DOCUMENT TEXT:

________________________

That day, after a second innovation studio and post-studio workshop, the design team had even more work to do. This time, our expert coder Didi Hoffman, based in Berlin, took the lead. As we were winding down to rest after a long day, Didi’s day was just beginning. He worked while we slept to create an electronic tool based on the language of the “You and your well-being” survey and on the output of the second innovation studio. This app was originally called “My Cancer Path,” later shortened to “MyPath.”

Usability Testing
LAUNCH team members collected feedback on the newly designed tools from providers attending the Markey Cancer Center Affiliate Network Annual Meeting. UK graduate students Esther Max-Onakpoya and Alyssa Donawa (from left, above) hosted another feedback booth at Markey Cancer Center to administer surveys to passersby, including patients, caregivers, and providers.
We collected 46 Standard Usability Surveys assessing the two paper-based cancer symptom monitoring instruments. We collected 34 surveys assessing the two electronic cancer symptom monitoring instruments.
Key findings:
Patients preferred the co-designed paper and electronic tools to the Thermometer versions.
Providers preferred the NCCN paper tool, but the MyPath electronic tool.
All users preferred electronic tools to paper tools.
Outputs (Innovate)
The Innovation Studios resulted in two new prototypes for tools to monitor cancer symptoms as well as a pitch repository and a publication.
“You and Your Wellbeing,” a paper-based distress monitoring questionnaire to replace the NCCN Distress Thermometer currently in use in many NCI-designated cancer centers.
“MyPath,” which combines a patient-facing digital app, a provider dashboard, and a redesigned service delivery process.
Repository of a dozen additional refined "pitch" ideas, for further exploration and testing.
For an informal writeup of our innovation process, see the LAUNCH-internal Innovate Newsletter, November 2019.
Publication: Designing a Framework for Remote Cancer Care Through Community Co-design: Participatory Development Study. Provides a detailed overview of innovation activities, including user testing methods and results.
Outcomes (Innovate)
Symptom monitoring prototypes were piloted at Markey Cancer Center with a select group of patients and caregivers.
The LAUNCH collaborative decided to expand the community-based co-design model to empower communities to innovate locally, on their own terms.

________________________

EXERCISES:
**a.** Summarize the text about the LAUNCH innovation work in two sentences.
**b.** In the text about the LAUNCH innovation work, how many Standard Usability Surveys were collected for the two electronic cancer symptom monitoring instruments?

RAW DATA:
________________________

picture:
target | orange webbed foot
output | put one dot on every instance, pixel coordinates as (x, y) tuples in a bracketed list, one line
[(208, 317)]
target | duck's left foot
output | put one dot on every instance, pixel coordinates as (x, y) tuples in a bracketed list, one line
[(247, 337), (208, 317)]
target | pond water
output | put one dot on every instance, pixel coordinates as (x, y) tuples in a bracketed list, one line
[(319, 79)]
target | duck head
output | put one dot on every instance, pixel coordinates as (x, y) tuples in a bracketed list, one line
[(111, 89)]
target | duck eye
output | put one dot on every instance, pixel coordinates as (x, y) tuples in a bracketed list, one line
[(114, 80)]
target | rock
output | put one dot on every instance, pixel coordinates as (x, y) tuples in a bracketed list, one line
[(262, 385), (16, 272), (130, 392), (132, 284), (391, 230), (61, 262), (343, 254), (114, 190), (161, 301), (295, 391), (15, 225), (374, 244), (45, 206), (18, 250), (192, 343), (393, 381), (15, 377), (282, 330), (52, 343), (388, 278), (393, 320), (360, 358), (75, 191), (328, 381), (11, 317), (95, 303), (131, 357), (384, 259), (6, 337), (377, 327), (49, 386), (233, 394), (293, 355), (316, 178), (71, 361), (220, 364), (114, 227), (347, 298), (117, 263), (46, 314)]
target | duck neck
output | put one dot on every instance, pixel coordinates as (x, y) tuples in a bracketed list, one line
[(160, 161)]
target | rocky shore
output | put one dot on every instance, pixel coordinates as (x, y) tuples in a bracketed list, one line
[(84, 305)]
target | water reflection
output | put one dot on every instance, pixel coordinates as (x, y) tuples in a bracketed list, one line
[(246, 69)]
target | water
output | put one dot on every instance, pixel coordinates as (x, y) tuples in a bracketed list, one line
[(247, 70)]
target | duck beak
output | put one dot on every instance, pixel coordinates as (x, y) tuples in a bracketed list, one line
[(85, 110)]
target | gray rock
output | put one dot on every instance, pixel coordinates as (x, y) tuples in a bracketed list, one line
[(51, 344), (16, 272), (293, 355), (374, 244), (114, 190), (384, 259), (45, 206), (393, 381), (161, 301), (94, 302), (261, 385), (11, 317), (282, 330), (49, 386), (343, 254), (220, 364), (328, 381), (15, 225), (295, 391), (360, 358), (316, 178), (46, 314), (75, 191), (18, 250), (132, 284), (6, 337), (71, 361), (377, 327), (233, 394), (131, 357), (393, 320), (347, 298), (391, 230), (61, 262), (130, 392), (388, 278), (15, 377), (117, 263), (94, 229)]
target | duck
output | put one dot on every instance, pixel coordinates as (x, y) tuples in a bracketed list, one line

________________________

TASK SOLUTIONS:
**a.** After a second innovation studio, coder Didi Hoffman built an electronic tool first called "My Cancer Path" and later "MyPath," and usability surveys showed that all users preferred electronic tools to paper ones. The innovation studios produced two symptom-monitoring prototypes, a pitch repository and a publication, and the prototypes were piloted at Markey Cancer Center with a select group of patients and caregivers.

**b.** 34 surveys were collected.